### Page extract
Wow Thanks to reply. its in my reading list.

Today I ll watch Second part of the movie - River of Fundament (2014).

Re: Last Movie Seen

Posted: May 23rd, 2020, 2:34 am
by prodigalgodson
I haven't read any Mailer but Ancient Evenings sounds right up my alley. I dig some of Barney's stuff a lot, though I haven't seen anything recent.

Re: Last Movie Seen

Posted: May 23rd, 2020, 3:10 am
by cinewest
prodigalgodson wrote:
May 23rd, 2020, 2:34 am
I haven't read any Mailer but Ancient Evenings sounds right up my alley. I dig some of Barney's stuff a lot, though I haven't seen anything recent.
Mailer was an interesting writer, but he tended towards over-writing, or bloating his subject matter, if only because he was in love with his own voice and ability to play with language.

One of my favorite books by him was his journalistic / novel Executioner's Song. A collection of shorter pieces called Advertisements for Myself is also a pretty interesting foray into his work.

Re: Last Movie Seen

Posted: May 23rd, 2020, 3:34 am
by prodigalgodson
cinewest wrote:
May 23rd, 2020, 3:10 am
prodigalgodson wrote:
May 23rd, 2020, 2:34 am
I haven't read any Mailer but Ancient Evenings sounds right up my alley. I dig some of Barney's stuff a lot, though I haven't seen anything recent.
Mailer was an interesting writer, but he tended towards over-writing, or bloating his subject matter, if only because he was in love with his own voice and ability to play with language.

One of my favorite books by him was his journalistic / novel Executioner's Song. A collection of shorter pieces called Advertisements for Myself is also a pretty interesting foray into his work.
Nice, thanks for the recommendations. Never heard of Advertisements for Myself, I tend to like short stories.

Re: Last Movie Seen

Posted: May 23rd, 2020, 3:52 am
by blocho
cinewest wrote:
May 23rd, 2020, 3:10 am
Mailer was an interesting writer, but he tended towards over-writing, or bloating his subject matter, if only because he was in love with his own voice and ability to play with language.
Wow, that encapsulates my feelings on Mailer better than anything I could write myself. I read three of his books and they were OK, occasionally good. But his enormous self-regard in his non-fiction work is annoying.

Re: Last Movie Seen

Posted: May 23rd, 2020, 4:04 am
by cinewest
blocho wrote:
May 23rd, 2020, 3:52 am
cinewest wrote:
May 23rd, 2020, 3:10 am
Mailer was an interesting writer, but he tended towards over-writing, or bloating his subject matter, if only because he was in love with his own voice and ability to play with language.
Wow, that encapsulates my feelings on Mailer better than anything I could write myself. I read three of his books and they were OK, occasionally good. But his enormous self-regard in his non-fiction work is annoying.

### Data
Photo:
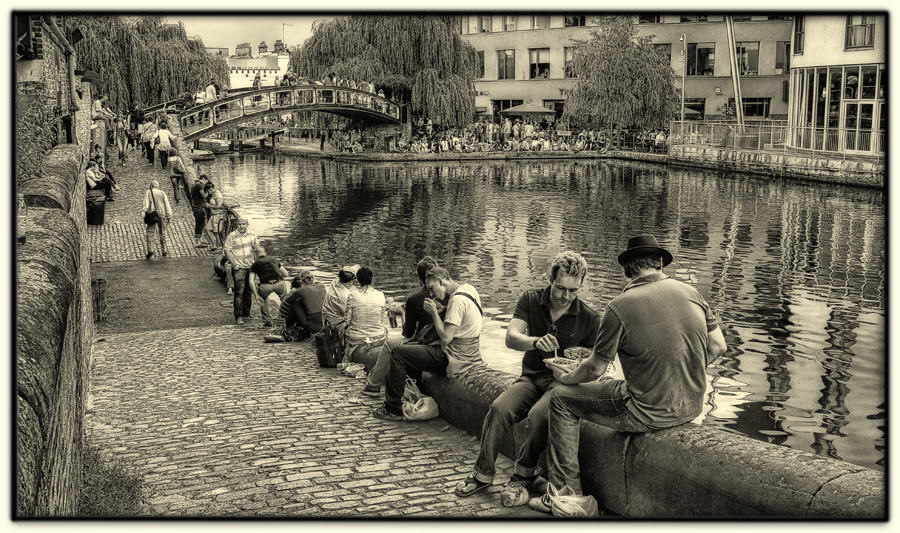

### What is asked
**A)** In the forum thread about Norman Mailer, which of his books does cinewest call one of their favorites?
**B)** Continue the forum thread about Norman Mailer from its last line.

### The answers
**A)** Executioner's Song, which cinewest calls a journalistic novel.

**B)**
He comes from that school of journalism where the journalist is at least as important as his subject matter. This was a popular style, particularly in the 60's and early 70's. Ever read Hunter Thompson?

As for his verbose but playful style, it worked well in his "fiction for hire" crime drama, Tough Guys Don't Dance, and since he was doing it quickly, and purely for the money, it's only about 300 pages

Re: Last Movie Seen

Posted: May 23rd, 2020, 6:52 am
by blocho
I read only The Rum Diary, which was a lark. But I would put Thompson and Mailer in slightly different categories because Thompson started out as a journalist while Mailer started as a novelist and then took non-fiction work later in his career. I find Mailer much more interesting for having gotten away with the attempted murder of his wife and for later running for mayor of New York on a secessionist platform.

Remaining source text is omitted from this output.